__Activity__: What lines in the entries hold the string "polo"? List them.

__Material provided__:
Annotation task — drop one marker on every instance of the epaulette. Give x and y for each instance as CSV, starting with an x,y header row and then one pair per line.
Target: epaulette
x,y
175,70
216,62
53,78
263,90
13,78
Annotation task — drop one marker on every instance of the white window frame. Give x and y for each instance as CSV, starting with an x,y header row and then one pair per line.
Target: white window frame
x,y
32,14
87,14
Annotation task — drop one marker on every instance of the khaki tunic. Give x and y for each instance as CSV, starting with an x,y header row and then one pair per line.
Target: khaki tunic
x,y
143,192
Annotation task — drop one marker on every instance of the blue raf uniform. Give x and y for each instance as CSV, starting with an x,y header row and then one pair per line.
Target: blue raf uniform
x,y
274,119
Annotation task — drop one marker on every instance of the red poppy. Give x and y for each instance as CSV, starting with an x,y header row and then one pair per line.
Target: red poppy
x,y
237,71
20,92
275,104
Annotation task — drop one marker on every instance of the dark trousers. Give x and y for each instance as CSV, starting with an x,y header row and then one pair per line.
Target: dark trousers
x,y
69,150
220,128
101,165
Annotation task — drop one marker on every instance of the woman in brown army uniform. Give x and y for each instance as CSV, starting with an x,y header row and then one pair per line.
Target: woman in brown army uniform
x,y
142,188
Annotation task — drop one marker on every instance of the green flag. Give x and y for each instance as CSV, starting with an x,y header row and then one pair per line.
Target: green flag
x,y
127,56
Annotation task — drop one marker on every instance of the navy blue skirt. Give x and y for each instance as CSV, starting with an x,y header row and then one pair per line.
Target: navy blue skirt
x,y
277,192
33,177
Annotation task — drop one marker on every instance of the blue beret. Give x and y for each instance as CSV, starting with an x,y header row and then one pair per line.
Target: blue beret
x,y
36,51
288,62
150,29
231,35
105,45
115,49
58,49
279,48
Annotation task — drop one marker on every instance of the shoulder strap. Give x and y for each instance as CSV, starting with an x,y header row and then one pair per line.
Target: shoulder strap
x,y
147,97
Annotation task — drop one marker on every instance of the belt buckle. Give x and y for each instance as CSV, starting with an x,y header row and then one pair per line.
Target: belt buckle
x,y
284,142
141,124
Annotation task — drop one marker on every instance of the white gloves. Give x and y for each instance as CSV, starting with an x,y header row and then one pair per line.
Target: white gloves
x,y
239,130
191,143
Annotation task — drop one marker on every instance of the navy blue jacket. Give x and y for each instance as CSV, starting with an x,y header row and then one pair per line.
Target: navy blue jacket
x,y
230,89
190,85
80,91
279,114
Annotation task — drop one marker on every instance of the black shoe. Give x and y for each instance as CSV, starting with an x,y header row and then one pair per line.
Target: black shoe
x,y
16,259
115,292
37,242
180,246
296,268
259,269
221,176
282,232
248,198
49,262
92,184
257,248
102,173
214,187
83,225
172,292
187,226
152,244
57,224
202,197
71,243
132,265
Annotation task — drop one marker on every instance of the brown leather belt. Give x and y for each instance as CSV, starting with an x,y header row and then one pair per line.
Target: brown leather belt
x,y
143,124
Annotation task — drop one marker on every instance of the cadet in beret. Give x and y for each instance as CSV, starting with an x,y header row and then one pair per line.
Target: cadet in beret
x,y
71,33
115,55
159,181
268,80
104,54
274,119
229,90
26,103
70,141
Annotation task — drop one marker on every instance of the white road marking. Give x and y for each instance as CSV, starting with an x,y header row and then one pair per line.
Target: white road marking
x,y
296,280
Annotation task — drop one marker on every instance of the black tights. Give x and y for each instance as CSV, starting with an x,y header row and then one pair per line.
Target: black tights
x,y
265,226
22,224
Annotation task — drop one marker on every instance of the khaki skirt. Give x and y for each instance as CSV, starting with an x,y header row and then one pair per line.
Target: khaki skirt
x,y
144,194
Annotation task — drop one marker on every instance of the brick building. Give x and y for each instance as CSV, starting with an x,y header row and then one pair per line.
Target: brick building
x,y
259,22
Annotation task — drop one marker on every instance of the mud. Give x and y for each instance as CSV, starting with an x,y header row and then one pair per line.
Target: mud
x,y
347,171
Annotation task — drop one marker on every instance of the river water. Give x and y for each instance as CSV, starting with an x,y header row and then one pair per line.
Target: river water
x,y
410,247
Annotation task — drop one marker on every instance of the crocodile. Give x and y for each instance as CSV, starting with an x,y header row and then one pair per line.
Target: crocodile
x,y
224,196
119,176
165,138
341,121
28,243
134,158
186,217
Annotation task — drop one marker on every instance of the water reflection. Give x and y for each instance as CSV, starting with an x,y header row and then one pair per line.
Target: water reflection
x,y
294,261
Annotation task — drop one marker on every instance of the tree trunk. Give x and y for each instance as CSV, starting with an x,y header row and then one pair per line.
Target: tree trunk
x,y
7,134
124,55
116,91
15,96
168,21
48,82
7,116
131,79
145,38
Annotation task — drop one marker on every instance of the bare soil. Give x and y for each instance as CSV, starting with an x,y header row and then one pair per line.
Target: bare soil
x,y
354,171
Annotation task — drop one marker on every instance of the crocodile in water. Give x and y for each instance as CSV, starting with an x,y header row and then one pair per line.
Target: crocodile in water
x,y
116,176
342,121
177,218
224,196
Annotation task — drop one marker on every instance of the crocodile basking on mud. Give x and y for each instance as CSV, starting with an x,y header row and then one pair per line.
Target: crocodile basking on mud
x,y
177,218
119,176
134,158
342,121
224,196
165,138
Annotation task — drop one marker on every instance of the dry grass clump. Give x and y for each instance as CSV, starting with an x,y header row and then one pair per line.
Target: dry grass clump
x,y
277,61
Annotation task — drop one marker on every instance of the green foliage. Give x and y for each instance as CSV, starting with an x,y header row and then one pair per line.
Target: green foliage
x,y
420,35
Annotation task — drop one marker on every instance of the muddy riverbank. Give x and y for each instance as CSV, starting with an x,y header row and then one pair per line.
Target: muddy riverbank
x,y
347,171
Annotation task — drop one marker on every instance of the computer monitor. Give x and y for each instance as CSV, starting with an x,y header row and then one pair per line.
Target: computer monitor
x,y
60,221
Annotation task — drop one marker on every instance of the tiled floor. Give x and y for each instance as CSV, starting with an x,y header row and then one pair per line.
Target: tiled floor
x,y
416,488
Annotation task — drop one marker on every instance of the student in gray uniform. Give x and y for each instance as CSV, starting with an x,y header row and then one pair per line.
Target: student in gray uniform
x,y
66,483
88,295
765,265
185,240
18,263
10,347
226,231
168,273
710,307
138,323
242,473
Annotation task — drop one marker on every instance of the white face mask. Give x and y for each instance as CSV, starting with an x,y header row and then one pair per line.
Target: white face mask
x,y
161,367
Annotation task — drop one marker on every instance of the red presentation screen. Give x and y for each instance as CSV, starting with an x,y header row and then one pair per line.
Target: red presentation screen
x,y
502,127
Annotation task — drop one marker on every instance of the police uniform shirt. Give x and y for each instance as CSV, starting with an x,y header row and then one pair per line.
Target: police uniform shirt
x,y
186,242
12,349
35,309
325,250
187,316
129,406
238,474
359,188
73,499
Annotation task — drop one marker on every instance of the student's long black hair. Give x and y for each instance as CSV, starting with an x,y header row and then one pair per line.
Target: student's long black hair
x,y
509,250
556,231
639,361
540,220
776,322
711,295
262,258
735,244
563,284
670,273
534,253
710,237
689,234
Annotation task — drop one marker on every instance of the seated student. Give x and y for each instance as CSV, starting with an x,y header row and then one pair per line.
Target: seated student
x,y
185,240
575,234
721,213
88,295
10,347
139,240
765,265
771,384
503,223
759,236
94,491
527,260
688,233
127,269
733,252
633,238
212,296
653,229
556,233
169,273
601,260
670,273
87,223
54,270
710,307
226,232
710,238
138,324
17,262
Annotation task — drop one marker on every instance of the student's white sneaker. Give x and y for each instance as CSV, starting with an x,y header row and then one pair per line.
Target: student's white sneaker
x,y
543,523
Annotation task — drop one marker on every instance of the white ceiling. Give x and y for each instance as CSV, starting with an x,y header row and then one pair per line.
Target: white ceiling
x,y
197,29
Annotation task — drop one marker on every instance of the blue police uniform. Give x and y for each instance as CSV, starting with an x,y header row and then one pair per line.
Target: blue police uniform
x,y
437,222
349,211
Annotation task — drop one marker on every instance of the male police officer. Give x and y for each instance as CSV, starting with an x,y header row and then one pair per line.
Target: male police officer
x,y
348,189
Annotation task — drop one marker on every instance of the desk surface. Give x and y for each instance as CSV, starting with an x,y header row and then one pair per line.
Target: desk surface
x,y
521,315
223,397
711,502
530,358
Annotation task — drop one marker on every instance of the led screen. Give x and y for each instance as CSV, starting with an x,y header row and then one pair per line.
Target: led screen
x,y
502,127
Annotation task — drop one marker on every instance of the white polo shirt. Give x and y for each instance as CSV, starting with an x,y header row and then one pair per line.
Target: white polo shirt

__Result of the exercise__:
Annotation task — drop one marker on every instance of the white polo shirt. Give x and y for each instance as CSV, starting with an x,y header row and then one pair per line.
Target: white polo shirt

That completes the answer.